Krannert Center for the Performing Arts
Foellinger Great Hall
Thursday, March 14, 2013
7:30 PM




            JOHN NICHOLS III     Headbanger

       ALEXANDER SCRIABIN        Fantasie, Op. 28
                (1872-1915)
             SAMUEL BARBER       Piano Sonata
                  (1910-1981)    III. Adagio mesto
                                 IV. Fuga: Allegro con spirito

     DIMITRI SHOSTAKOVICH        Prelude & Fugue in D minor, Op. 87, No. 24
                  (1906-1975)

                                 INTERMISSION

            JOHN NICHOLS III     Praxis Accidens (short version)

            JOHN NICHOLS III     The Cloud
   words by Vladimir Solovyov    I. Ancient of Days (Amovi Alaan)
                                 II. The Pillar
                                 III. The Contrite Ones
Headbanger
Headbanger is inspired by the following John Cage quote:

I certainly had no feeling for harmony, and Schoenberg thought that that would make it impossible for me to
write music. He said, “You'll come to a wall you won't be able to get through.” So I said, “I'll beat my head
against that wall."

Considering Cage’s influence on electroacoustic music, I felt it would be appropriate to make a
reference to his first electroacoustic composition. Headbanger concludes with an allusion to the
constant note record heard at the beginning of Imaginary Landscape No.1 (1939).

Notes from the composer

Fantasie, Op. 28
The Fantasie, Op. 28, was first performed by Gol¢veysev as late as 1907 — Scriabin apparently forgot
that he had written the work. Scriabin is unique among composers for his obsession with philosophy
and mysticism and the global nature of his imagination. His philosophical tenets were reasons,
commentaries, and justifications of his music. Seen in the context of the literature of the time and the
art of the Russian Silver Age as a whole, Scriabin loses much of the alien quality he assumes when
compared with other musicians. Scriabin sanctified ecstasy and the act of creation by which that
state is achieved. This process represented a means of passage to and a form of self-identification
with the divine, or in essence, a form of gnosis. Scriabin's demiurge sought to convey the listener – or
in the case of the Misteriya, participant – on a journey to a supernaturally heightened plane of
existence by means of a language of symbols, a language in which conventional musical phenomena
are dislocated from their usual significance by means of an extraordinary departure from traditional
tonal procedures.

Scriabin's early works reveal him to have assimilated a complex late Romantic language, to be
frequently experimenting in formal matters (only the Third Piano Sonata follows the conventional
four-movement format), and to be forging a personal harmonic language. Even though it has been
said that Scriabin ‘owed nothing to his predecessors nor to his Russian contemporaries’ (de
Schloezer), and that the early works bear the imprint of Scriabin's hand, they are not stylistically
unusual for the period; the harmony is chromatic but not daring and in many ways represents the
lingua franca of the era.
☆ ☆ ☆
• Requirement: Name each work on the concert program above that comes before the intermission, giving its composer.
☆ ☆ ☆
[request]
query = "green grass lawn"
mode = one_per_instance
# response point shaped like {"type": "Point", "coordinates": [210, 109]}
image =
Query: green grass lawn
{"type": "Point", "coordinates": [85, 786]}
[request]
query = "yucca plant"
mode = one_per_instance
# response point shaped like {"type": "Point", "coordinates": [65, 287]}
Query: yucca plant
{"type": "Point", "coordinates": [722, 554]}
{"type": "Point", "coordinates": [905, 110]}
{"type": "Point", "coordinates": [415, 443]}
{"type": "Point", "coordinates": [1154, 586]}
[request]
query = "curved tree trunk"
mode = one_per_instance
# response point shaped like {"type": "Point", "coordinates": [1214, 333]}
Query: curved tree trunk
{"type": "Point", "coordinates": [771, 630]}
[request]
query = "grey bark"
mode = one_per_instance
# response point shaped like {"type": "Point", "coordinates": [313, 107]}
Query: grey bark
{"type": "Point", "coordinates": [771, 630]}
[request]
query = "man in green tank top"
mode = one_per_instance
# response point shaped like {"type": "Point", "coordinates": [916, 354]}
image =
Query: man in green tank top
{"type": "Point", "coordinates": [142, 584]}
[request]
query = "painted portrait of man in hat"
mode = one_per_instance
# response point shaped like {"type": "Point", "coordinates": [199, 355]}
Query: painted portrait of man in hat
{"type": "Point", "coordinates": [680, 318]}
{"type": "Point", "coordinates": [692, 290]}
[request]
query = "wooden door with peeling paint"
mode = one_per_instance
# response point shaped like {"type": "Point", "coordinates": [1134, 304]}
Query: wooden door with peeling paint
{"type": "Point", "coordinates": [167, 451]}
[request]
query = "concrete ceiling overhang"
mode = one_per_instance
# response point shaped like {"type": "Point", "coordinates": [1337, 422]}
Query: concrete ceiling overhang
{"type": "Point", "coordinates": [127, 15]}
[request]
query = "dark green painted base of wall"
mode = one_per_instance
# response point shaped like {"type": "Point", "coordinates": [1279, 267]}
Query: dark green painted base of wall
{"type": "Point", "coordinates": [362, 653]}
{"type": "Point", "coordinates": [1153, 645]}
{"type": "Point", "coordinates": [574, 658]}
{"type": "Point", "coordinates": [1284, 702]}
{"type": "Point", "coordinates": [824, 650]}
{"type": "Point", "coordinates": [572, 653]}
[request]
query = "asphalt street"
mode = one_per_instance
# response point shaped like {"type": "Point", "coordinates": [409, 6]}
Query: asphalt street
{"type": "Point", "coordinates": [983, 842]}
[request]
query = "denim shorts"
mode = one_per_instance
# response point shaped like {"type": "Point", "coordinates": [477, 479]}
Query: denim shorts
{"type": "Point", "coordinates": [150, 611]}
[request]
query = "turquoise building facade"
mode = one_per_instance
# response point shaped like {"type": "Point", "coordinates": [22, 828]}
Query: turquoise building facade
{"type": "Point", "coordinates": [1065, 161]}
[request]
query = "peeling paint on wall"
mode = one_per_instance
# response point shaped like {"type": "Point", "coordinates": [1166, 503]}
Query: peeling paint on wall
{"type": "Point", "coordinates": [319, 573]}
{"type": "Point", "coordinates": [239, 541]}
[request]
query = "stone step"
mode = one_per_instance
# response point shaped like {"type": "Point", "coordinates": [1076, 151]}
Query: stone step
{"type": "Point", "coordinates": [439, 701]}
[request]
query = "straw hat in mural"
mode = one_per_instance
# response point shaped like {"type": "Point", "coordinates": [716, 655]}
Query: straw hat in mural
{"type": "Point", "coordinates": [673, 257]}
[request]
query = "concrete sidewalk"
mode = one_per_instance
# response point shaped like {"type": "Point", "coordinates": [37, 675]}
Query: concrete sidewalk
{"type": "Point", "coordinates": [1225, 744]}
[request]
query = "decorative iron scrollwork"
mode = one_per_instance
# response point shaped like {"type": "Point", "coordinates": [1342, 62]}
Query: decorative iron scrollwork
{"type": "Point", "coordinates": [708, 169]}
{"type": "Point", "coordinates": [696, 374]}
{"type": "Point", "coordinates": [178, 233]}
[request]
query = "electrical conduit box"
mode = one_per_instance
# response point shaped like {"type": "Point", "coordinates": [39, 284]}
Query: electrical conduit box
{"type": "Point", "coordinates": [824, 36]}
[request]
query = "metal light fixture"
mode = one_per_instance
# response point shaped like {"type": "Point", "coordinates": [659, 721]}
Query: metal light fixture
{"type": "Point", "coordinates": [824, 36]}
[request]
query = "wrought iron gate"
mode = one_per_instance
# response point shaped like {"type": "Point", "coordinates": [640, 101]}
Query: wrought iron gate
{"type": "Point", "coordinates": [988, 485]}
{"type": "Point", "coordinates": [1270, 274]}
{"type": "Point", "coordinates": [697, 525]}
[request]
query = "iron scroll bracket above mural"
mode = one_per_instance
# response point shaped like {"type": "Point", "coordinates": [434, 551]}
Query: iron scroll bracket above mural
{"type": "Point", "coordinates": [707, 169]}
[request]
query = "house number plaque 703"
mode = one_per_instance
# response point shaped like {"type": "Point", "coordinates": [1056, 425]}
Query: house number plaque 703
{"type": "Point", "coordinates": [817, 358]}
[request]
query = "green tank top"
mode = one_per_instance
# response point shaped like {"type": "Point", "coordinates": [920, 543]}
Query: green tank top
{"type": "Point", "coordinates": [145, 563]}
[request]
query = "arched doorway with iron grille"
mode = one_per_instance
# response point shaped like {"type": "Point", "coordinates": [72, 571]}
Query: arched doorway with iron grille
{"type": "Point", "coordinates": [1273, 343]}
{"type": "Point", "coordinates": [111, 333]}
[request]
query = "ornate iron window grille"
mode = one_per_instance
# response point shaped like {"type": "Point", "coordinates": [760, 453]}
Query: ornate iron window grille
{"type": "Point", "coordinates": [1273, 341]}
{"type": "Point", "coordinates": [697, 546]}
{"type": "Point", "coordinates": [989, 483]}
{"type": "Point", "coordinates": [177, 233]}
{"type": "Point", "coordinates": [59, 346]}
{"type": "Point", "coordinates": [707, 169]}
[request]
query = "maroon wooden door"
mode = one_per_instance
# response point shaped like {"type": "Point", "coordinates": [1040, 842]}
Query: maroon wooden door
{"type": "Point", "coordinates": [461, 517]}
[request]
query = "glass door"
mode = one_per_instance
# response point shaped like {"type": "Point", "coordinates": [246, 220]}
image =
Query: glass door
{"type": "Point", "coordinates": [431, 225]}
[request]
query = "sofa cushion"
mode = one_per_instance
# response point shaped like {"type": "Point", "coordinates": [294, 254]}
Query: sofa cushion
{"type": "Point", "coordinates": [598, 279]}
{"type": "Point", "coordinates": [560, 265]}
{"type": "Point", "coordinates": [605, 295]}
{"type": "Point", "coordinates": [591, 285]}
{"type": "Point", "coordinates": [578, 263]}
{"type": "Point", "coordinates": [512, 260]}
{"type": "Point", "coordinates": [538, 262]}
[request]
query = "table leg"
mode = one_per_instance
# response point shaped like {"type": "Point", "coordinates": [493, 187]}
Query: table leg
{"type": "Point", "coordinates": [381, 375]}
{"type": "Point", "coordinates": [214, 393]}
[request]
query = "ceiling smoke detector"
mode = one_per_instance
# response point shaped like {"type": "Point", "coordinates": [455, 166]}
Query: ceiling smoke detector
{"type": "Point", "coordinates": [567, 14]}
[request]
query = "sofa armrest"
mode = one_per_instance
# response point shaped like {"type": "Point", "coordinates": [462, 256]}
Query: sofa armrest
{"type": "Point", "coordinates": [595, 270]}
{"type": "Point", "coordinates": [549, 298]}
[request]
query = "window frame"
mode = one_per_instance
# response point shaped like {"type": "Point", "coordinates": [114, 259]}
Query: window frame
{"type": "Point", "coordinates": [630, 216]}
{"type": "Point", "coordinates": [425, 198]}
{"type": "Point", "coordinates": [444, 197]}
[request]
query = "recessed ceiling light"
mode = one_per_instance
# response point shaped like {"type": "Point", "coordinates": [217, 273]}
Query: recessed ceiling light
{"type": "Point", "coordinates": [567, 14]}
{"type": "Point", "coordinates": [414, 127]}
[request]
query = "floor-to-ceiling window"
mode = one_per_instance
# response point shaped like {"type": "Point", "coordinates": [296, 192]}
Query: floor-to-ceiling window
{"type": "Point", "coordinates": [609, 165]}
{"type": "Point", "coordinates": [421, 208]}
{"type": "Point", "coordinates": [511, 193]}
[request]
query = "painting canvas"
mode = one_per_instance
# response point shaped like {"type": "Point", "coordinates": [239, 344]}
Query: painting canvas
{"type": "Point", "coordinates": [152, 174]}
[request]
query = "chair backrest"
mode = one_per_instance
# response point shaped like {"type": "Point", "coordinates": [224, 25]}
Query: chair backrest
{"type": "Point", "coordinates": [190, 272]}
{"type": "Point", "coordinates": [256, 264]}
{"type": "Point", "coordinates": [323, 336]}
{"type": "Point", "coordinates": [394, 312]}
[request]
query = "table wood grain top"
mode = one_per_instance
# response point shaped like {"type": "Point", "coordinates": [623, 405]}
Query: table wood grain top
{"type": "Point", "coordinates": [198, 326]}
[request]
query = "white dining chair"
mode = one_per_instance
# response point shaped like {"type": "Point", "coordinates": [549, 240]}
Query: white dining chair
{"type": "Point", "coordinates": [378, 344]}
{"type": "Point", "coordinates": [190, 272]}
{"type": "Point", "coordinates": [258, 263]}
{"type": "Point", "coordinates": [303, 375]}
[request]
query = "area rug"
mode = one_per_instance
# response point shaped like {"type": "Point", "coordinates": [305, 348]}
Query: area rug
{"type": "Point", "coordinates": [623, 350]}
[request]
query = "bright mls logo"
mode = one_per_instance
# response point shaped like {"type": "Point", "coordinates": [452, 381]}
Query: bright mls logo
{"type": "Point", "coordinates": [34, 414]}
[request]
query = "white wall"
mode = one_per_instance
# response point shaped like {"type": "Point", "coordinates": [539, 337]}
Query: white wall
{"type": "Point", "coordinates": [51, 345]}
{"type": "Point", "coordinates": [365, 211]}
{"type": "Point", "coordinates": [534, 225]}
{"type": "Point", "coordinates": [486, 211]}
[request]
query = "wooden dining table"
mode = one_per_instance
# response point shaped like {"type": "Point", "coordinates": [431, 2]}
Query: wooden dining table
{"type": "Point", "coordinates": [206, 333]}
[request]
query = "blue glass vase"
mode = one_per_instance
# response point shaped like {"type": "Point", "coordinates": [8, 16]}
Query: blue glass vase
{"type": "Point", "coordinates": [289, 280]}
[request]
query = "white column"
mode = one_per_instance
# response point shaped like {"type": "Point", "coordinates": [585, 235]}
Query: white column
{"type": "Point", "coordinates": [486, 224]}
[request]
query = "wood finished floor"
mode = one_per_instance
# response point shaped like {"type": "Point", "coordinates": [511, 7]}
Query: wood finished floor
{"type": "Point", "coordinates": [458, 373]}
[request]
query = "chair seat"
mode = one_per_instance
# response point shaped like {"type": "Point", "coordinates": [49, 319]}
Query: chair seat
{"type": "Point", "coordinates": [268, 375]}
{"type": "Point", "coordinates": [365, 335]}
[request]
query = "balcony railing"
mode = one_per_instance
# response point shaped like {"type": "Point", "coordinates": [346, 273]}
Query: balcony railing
☆ ☆ ☆
• Worked answer:
- Headbanger, John Nichols III
- Fantasie, Op. 28, Alexander Scriabin
- Piano Sonata, Samuel Barber
- Prelude & Fugue in D minor, Op. 87, No. 24, Dimitri Shostakovich